:: GIVEN PASSAGE ::
___
By Bernard L. Weinstein, associate director of the Maguire Energy Institute and an adjunct professor of business economics in the Cox School of Business at Southern Methodist University - 10/24/11 03:14 PM ET

The U.S. Environmental Protection Agency (EPA) has proposed two new air quality rules that pose substantial threats to both employment and the competitiveness of U.S. manufacturers.  The first is the Cross-State Air Pollution Rule (CSAPR) that would cap key emissions crossing state lines and the second is the Utility Maximum Achievable Control Technology Rule (MACT) that would set absolute limits in mercury and other chemical emissions.  As designed, the Utility MACT would be the most expensive direct rule in EPA history.  Indeed, the EPA itself has estimated it would impose costs of about $11 billion a year on the U.S. economy, though third-party estimates of compliance costs are considerably higher.

For example, a recent analysis by National Economic Research Associates (NERA) finds that complying with the proposed standards would cost power companies close to $18 billion per year for the next 20 years.  Some coal-fired plants would be so expensive to retrofit they would simply be shut down.  The NERA study also projects that about 48 gigawatts of coal generation would be retired over the next five years, representing a 13 percent decline. 


New natural gas generators would be the most likely substitutes for these shuttered facilities, and the increased demand for gas is estimated by NERA to push up gas prices by about 17 percent by 2016.  Higher prices, in turn, would increase natural gas expenditures by the residential, commercial, and industrial sectors of the economy by $85 billion or $8.2 billion per year.  Average retail electricity prices would jump by about 12 percent with some parts of the country recording increases as high as 24 percent.

Though most recent discussion has focused on the implications of these rules for the utility sector, little attention has been directed at how higher electric power costs would affect America’s energy-intensive manufacturing industries. The most recent U.S. Census of Manufacturers found that the ten most energy-intensive manufacturing industries—including chemicals, cement, and iron and steel—employed almost 1.2 million workers. 

Because these industries have strong upstream and downstream linkages, also called “multipliers,” they support at least 9.6 million additional workers across the economy.  Should America’s manufacturers, and in particular our energy-intensive industries, be forced to reduce capacity and lay off workers in response to externally-imposed energy cost increases such as those that would inevitably attend the rapid implementation of CSAPR and MACT, job losses would be recorded in many non-manufacturing industries as well.
___
:: PROVIDED DATA ::
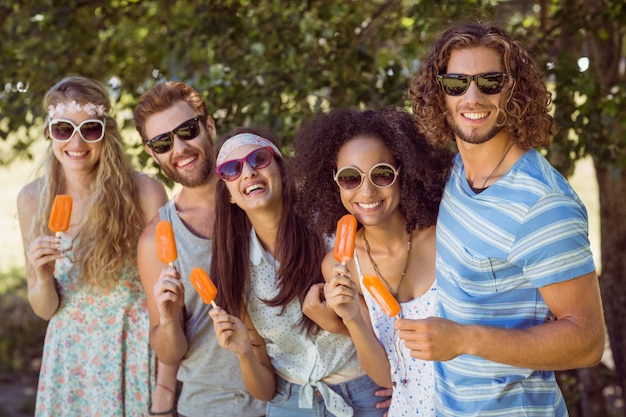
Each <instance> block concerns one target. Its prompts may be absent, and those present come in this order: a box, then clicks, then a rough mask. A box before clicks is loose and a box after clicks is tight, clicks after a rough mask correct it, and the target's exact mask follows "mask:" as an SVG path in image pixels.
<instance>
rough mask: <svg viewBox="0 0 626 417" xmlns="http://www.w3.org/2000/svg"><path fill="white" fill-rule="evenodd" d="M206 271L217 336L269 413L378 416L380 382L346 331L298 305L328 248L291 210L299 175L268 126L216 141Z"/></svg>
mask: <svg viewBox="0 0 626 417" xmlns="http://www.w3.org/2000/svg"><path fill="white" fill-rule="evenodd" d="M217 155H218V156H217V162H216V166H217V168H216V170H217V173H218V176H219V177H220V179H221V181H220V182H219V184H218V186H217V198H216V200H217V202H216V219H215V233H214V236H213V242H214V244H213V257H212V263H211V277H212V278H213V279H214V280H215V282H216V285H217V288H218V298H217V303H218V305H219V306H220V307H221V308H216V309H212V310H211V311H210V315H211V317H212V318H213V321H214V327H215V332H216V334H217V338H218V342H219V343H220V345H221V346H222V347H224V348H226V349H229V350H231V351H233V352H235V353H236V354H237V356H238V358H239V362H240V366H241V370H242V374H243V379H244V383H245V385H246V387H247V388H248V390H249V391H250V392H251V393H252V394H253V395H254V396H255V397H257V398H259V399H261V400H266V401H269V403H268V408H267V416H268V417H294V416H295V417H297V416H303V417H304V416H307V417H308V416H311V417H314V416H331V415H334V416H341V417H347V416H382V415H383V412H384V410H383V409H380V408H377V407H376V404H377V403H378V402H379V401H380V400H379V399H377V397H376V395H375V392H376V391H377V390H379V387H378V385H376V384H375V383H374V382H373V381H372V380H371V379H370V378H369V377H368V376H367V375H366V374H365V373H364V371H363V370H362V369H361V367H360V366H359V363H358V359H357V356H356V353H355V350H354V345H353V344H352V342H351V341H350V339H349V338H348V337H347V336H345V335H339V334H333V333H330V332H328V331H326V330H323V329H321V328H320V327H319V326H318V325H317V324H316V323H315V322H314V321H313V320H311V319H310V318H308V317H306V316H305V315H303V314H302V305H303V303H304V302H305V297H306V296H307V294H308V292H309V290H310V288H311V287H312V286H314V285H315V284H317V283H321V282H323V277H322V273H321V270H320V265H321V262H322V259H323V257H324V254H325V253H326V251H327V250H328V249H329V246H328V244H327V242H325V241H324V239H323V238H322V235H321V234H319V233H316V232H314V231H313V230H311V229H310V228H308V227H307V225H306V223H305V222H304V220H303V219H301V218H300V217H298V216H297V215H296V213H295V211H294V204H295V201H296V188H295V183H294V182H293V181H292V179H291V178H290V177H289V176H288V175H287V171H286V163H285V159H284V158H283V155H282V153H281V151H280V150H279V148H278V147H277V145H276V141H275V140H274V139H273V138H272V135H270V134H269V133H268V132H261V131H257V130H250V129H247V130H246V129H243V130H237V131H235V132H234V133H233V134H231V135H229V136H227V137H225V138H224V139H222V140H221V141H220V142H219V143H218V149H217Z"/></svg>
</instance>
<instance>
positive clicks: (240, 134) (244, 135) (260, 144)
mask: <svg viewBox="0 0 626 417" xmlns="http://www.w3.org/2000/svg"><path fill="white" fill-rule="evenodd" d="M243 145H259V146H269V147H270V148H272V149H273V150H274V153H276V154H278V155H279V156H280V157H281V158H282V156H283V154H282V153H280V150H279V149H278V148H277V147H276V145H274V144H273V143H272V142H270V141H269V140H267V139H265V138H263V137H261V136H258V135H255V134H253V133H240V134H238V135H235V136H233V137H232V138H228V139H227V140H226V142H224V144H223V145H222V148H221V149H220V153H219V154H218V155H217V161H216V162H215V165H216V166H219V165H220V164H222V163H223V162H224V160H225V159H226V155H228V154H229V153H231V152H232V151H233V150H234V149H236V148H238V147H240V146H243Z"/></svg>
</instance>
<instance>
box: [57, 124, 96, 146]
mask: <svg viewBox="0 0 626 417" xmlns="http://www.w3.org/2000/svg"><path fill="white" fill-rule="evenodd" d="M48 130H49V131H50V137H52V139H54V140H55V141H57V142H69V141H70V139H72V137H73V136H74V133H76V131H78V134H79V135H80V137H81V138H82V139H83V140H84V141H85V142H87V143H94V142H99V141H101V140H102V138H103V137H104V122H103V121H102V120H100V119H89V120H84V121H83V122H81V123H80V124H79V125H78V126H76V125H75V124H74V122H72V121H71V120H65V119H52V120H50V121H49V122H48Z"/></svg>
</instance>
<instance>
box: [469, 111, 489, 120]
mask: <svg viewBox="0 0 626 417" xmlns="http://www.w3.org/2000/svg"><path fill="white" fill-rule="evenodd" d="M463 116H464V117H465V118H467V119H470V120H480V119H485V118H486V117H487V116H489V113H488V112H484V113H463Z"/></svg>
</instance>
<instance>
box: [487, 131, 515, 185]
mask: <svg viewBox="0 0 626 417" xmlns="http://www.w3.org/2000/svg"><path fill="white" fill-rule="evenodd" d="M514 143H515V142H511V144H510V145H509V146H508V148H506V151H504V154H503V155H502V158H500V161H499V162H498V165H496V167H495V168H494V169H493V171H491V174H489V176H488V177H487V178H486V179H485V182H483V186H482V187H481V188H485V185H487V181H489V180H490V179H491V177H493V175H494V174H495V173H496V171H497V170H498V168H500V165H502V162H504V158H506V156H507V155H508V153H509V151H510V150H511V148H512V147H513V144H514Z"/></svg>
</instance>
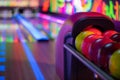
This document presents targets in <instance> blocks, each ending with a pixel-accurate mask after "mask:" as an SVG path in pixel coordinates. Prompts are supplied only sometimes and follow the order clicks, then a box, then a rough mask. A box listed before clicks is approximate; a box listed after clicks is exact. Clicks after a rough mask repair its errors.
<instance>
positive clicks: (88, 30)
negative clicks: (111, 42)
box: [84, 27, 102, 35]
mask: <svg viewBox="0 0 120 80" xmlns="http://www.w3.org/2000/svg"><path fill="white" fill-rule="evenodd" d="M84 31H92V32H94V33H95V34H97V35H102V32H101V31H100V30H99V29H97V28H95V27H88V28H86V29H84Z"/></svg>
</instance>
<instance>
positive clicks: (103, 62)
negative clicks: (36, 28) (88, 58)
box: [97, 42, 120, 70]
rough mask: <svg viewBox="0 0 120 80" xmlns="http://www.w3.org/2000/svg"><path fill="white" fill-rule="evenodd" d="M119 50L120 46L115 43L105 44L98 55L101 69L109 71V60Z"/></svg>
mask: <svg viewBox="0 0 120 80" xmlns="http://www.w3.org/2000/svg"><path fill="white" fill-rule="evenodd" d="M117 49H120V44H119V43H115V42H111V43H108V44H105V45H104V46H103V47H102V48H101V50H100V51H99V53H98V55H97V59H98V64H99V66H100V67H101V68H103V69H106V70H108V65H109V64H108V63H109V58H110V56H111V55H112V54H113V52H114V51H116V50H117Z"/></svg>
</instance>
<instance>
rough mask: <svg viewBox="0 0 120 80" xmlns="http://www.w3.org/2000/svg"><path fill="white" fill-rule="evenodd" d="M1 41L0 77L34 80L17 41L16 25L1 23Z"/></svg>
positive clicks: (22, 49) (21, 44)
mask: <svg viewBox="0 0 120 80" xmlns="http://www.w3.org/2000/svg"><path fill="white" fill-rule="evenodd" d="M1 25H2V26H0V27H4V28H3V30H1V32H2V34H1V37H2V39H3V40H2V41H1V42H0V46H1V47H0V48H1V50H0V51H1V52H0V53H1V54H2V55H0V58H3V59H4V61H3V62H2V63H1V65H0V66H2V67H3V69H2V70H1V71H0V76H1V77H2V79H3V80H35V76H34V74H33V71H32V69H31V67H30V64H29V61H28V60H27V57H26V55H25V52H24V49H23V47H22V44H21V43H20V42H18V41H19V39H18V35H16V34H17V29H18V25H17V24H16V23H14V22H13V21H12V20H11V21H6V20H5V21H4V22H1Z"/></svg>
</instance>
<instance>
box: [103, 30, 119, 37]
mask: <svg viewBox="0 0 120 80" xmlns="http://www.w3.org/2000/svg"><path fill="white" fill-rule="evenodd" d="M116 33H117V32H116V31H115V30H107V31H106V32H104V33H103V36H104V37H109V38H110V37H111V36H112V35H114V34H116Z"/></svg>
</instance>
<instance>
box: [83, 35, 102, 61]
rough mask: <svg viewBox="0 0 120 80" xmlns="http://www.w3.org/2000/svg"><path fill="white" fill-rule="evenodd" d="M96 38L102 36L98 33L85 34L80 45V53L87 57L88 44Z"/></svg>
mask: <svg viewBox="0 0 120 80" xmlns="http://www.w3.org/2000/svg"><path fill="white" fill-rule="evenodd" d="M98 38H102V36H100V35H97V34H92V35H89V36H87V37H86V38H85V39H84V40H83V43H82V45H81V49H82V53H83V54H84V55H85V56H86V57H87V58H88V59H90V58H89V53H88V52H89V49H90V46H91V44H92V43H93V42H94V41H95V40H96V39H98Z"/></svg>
___
:: TASK GOAL ::
Can you reproduce the passage on the EPA's proposed air quality rules word for word, starting with "New natural gas" and going on through "as 24 percent."?

:: EXERCISE ANSWER ::
New natural gas generators would be the most likely substitutes for these shuttered facilities, and the increased demand for gas is estimated by NERA to push up gas prices by about 17 percent by 2016.  Higher prices, in turn, would increase natural gas expenditures by the residential, commercial, and industrial sectors of the economy by $85 billion or $8.2 billion per year.  Average retail electricity prices would jump by about 12 percent with some parts of the country recording increases as high as 24 percent.